===== MATERIAL

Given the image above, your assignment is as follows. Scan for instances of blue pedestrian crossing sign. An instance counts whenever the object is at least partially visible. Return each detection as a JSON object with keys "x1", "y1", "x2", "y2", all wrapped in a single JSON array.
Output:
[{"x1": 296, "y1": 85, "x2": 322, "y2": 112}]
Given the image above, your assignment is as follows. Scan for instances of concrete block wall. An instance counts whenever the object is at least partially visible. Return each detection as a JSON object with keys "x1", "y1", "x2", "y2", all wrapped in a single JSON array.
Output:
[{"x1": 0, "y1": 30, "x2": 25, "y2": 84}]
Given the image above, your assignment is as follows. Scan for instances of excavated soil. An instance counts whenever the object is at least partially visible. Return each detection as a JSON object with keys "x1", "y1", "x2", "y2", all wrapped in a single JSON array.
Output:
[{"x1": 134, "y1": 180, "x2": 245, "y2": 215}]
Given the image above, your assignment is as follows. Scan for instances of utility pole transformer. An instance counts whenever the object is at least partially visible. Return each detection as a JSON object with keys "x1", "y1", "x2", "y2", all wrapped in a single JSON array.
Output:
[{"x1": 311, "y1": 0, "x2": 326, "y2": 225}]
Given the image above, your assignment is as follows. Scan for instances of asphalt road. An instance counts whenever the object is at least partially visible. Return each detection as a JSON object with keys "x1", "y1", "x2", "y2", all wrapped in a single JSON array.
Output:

==========

Rewrite the lines above, swapping every "at least partially visible" for "fully or partly in view" and leaving the rest untouched.

TASK RESPONSE:
Given the image above, your assignment is as follows. Scan for instances of blue pedestrian crossing sign. An instance counts whenever the object is fully or partly in view. Return each detection as a JSON object with keys "x1", "y1", "x2", "y2", all wrapped in a single JSON array.
Output:
[{"x1": 296, "y1": 85, "x2": 322, "y2": 112}]
Given the image above, your assignment is as follows. Scan for instances of concrete block wall. An instance counts whenever the object is fully or partly in view. Return each detection as a JSON object with keys "x1", "y1", "x2", "y2", all wrapped in a single JSON array.
Output:
[{"x1": 0, "y1": 30, "x2": 25, "y2": 84}]
Given the image above, your assignment is as follows. Scan for instances of excavated soil. An instance counts whenever the object is fully or partly in view. Return each detection as a JSON object with keys "x1", "y1", "x2", "y2", all wrapped in a single JSON array.
Output:
[{"x1": 134, "y1": 180, "x2": 245, "y2": 215}]
Given the image above, your assignment is as follows. Scan for instances of utility pole transformer. An instance counts whenever the object is fully or partly in view. Return each detection as a JSON object with keys "x1", "y1", "x2", "y2", all wrapped in a single JSON array.
Output:
[{"x1": 311, "y1": 0, "x2": 326, "y2": 225}]
Given the image above, your assignment is as follows. Scan for instances of asphalt road. An instance counts whenever the object is fully or partly in view. Return each detection as a JSON object with keys "x1", "y1", "x2", "y2", all wrapped in a single JSON array.
Output:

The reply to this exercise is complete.